[EXERCISE OBJECTIVE] The job is to find each line of the records below that includes the word "window" and copy it.

[INFORMATION GIVEN]
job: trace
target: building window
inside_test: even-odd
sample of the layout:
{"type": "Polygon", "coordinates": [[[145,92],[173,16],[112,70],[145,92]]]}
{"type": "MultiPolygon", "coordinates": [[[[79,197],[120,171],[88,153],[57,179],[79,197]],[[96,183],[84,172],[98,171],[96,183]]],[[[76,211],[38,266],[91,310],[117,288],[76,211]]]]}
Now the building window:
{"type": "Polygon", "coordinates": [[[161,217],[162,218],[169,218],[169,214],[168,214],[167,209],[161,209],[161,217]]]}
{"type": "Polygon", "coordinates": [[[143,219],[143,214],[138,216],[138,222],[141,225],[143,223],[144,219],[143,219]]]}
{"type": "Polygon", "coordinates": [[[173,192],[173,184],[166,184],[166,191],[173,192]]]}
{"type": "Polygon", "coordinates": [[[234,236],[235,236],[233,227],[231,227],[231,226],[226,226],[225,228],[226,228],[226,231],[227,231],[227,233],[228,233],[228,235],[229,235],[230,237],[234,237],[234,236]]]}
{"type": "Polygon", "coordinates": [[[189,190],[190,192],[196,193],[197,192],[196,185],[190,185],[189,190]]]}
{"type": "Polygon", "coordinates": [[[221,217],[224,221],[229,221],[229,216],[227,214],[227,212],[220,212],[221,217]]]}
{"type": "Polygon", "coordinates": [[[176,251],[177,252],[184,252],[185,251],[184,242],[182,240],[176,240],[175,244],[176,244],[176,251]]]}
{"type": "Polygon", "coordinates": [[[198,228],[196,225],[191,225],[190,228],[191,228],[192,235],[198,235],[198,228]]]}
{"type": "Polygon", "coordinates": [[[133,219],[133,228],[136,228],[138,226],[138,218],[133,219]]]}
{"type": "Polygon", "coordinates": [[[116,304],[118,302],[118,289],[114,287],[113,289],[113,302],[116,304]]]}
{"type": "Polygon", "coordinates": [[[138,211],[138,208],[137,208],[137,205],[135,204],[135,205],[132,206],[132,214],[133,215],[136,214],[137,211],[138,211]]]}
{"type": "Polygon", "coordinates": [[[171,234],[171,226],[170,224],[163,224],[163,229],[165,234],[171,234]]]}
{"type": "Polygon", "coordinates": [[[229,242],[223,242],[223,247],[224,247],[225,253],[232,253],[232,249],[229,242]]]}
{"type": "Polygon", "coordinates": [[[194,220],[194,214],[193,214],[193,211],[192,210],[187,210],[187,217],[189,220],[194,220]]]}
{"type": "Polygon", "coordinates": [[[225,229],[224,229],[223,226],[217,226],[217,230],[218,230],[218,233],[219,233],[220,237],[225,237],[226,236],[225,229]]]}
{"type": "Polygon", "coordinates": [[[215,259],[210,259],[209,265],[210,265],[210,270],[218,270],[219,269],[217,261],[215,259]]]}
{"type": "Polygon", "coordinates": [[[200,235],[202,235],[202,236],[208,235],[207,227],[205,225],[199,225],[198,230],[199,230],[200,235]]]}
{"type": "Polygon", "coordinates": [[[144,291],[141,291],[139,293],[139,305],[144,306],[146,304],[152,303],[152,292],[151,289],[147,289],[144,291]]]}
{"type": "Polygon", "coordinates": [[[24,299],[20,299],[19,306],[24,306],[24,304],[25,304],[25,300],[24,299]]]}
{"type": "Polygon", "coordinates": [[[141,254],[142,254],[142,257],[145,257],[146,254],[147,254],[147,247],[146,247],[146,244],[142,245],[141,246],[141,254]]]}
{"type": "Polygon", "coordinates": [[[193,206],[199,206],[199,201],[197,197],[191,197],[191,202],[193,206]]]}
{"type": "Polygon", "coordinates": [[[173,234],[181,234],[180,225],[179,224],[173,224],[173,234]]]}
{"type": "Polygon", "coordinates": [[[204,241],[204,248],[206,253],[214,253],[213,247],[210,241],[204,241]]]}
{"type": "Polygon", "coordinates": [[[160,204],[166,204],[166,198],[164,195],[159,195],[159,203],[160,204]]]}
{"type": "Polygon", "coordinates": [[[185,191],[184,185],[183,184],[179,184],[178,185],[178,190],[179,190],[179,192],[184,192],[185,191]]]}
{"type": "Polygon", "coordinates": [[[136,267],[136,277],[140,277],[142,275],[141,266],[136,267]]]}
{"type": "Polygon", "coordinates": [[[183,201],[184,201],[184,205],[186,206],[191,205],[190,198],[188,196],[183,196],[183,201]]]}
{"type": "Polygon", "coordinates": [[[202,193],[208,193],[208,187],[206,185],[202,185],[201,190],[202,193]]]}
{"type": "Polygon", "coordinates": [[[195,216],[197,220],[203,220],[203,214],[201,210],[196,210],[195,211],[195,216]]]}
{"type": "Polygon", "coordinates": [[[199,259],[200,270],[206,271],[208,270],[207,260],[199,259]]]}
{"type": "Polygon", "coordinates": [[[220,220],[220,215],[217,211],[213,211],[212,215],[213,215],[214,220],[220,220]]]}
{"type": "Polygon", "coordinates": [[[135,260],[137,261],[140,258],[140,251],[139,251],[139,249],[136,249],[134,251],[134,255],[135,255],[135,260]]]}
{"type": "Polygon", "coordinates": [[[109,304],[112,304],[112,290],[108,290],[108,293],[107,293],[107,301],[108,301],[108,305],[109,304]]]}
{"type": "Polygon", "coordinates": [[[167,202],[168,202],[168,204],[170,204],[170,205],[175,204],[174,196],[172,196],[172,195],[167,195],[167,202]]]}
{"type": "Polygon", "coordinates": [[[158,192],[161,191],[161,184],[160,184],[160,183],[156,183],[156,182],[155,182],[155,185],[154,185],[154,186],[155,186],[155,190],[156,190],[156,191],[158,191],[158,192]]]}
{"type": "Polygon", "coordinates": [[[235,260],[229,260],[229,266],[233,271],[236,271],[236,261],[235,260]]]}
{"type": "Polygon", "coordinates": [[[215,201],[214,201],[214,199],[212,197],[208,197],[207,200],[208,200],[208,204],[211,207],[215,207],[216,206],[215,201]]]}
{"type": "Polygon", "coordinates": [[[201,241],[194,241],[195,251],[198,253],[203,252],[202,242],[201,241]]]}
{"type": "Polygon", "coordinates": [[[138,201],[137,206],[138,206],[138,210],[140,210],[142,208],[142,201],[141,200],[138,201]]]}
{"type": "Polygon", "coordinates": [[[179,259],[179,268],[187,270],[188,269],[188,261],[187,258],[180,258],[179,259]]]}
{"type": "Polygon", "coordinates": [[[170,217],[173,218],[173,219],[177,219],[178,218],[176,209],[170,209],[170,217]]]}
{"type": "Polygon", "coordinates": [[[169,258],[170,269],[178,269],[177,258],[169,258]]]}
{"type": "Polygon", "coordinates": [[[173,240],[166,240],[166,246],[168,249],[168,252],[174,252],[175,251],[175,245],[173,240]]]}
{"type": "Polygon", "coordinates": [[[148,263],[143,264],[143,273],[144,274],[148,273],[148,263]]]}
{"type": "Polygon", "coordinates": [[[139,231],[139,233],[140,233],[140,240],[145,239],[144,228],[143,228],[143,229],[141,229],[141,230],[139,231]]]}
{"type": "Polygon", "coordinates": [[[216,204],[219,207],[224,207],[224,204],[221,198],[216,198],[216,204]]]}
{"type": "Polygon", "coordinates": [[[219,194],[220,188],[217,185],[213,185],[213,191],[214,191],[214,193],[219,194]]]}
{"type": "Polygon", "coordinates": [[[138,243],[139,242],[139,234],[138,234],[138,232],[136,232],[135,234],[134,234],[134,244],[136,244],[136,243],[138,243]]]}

[RESPONSE AREA]
target: building window
Now the building window:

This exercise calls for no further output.